*What to produce*
Your task is to give the data again, exactly, with every line intact.

***** Records shown

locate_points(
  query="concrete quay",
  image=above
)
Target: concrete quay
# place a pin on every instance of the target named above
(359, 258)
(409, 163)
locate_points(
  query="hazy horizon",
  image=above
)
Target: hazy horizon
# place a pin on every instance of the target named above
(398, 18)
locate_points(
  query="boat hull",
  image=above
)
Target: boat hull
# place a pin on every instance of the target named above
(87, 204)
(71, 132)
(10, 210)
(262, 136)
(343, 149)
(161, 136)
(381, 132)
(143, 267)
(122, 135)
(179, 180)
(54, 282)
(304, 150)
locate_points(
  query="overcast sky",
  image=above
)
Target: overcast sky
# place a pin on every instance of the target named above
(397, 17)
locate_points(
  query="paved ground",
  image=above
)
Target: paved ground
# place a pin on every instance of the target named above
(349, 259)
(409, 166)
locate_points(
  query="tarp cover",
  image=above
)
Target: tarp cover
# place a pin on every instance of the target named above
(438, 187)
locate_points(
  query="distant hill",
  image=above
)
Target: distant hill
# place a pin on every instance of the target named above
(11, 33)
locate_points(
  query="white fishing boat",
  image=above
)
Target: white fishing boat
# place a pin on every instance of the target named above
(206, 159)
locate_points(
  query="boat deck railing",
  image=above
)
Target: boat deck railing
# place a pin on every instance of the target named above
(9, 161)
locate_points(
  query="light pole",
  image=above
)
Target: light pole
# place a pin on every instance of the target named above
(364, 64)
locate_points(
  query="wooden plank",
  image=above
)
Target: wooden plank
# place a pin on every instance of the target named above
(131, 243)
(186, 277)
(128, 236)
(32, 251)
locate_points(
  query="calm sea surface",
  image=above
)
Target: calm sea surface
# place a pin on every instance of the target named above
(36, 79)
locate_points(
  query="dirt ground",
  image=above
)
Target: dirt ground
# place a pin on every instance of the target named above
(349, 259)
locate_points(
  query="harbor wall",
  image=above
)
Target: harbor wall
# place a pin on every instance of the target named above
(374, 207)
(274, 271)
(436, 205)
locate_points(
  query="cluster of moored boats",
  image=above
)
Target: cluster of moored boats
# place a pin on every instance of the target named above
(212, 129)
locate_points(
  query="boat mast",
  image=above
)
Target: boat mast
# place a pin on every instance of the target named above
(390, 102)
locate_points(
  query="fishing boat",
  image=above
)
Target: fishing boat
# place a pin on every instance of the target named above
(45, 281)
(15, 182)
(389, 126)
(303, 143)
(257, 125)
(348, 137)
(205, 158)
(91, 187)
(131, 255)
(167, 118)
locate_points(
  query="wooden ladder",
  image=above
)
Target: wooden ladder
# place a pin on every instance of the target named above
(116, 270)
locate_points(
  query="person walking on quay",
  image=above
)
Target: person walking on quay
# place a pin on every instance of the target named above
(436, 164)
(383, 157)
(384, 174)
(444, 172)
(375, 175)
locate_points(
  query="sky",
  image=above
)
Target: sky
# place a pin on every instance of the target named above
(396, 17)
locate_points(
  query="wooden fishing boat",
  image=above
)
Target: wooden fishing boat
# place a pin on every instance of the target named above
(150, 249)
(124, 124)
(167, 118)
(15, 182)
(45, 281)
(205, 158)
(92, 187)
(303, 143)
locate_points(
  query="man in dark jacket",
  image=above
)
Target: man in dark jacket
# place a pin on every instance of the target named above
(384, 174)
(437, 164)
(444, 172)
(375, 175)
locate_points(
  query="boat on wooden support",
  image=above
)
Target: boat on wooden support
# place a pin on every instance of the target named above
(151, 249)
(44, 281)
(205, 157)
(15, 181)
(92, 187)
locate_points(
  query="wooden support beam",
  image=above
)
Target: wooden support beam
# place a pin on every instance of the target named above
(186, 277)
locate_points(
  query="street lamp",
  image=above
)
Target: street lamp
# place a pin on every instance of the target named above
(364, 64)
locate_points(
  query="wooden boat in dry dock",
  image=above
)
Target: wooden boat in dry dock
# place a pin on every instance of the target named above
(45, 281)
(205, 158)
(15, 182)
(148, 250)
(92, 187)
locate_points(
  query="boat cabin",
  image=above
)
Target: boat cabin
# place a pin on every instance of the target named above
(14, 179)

**********

*Task response*
locate_points(
  query="concrete quay",
  image=above
)
Target: concrete quay
# place a pin on every instance of the target named above
(359, 258)
(409, 163)
locate_points(
  query="hazy horizon",
  image=above
)
Target: hazy horizon
# place a pin on every instance of the target named above
(398, 18)
locate_points(
  query="boat hull",
  image=above
)
Target: boat hull
# place a pin on every instance of the target named above
(87, 204)
(71, 132)
(10, 210)
(262, 136)
(343, 149)
(161, 136)
(381, 132)
(143, 267)
(122, 135)
(179, 180)
(54, 282)
(304, 150)
locate_points(
  query="overcast sky",
  image=above
)
Target: overcast sky
# place a pin on every instance of the target named above
(397, 17)
locate_points(
  query="paved ground",
  image=above
)
Target: paved ground
# place a pin on every instance of the target named above
(349, 259)
(409, 166)
locate_points(
  query="tarp cover",
  image=above
)
Target: tarp cover
# place a pin on every instance of the target named above
(438, 187)
locate_points(
  query="distant hill",
  image=above
)
Target: distant hill
# place a pin on every instance of the target named above
(11, 33)
locate_points(
  query="white fishing boat",
  image=above
)
Target: white fishing boat
# place a pin on every instance of the target named above
(206, 159)
locate_points(
  query="boat deck railing",
  image=above
)
Target: boat deck railing
# place a pin on every instance of the target named above
(9, 161)
locate_points(
  query="light pole",
  image=above
)
Target: light pole
# place a pin on every instance of the target named above
(364, 64)
locate_points(
  query="wooden plank",
  image=above
)
Target: wooden plank
# place a pin on every instance of the target named above
(131, 243)
(186, 277)
(128, 236)
(32, 251)
locate_points(
  query="calm sea surface",
  image=above
)
Target: calm sea surface
# place a pin on every instance of the target named above
(36, 79)
locate_points(
  query="dirt ground",
  image=above
)
Target: dirt ground
# place a pin on every instance of the target named above
(349, 259)
locate_points(
  query="harbor wall",
  image=above
)
Target: harbor wall
# place a pin on every instance of the target named above
(374, 207)
(274, 271)
(436, 205)
locate_points(
  query="cluster of moored boats",
  image=above
)
Target: cluster of moored boats
# place a pin on every instance of the target named above
(212, 129)
locate_points(
  query="boat mast",
  image=above
)
Target: boat mast
# place a pin on every instance of the target named above
(390, 102)
locate_points(
  query="fishing boat",
  image=above
)
Target: fishing boat
# place a pin on every instance of the target named above
(45, 281)
(15, 182)
(389, 126)
(303, 143)
(257, 125)
(348, 137)
(205, 158)
(91, 187)
(131, 255)
(167, 118)
locate_points(
  query="wooden ladder",
  image=above
)
Target: wooden ladder
# place a pin on every instance of the target named above
(116, 270)
locate_points(
  query="person walking on quay",
  image=above
)
Target: person walking on quay
# place a pin on every instance of the target named above
(436, 164)
(383, 157)
(384, 174)
(444, 172)
(375, 175)
locate_points(
  query="sky",
  image=above
)
Target: sky
# place a pin on every instance of the target named above
(396, 17)
locate_points(
  query="wooden fishing boat",
  image=above
)
Target: wooden fishing boat
# place a pin on every instance of the target named above
(150, 249)
(124, 124)
(167, 118)
(15, 182)
(45, 281)
(205, 158)
(92, 187)
(303, 143)
locate_points(
  query="man in dark jacket",
  image=above
)
Target: man in dark jacket
# place a pin on every instance of the target named above
(384, 174)
(437, 164)
(444, 172)
(375, 175)
locate_points(
  query="boat on wooden support",
  image=above
)
Target: boat on wooden support
# place a pin on every instance of the target named above
(151, 249)
(44, 281)
(205, 157)
(15, 181)
(92, 187)
locate_points(
  query="wooden support beam",
  image=above
)
Target: wooden support beam
# place a pin on every instance of the target named above
(186, 277)
locate_points(
  query="street lamp",
  image=above
)
Target: street lamp
# place a pin on every instance of the target named above
(364, 64)
locate_points(
  query="wooden boat in dry dock",
  image=above
)
Target: wooden boat in dry dock
# place a pin on every instance of the target named above
(45, 281)
(205, 158)
(15, 182)
(148, 250)
(92, 187)
locate_points(
  query="boat cabin",
  image=above
)
Target: boat cabin
# place a pin on every instance of the target named above
(14, 179)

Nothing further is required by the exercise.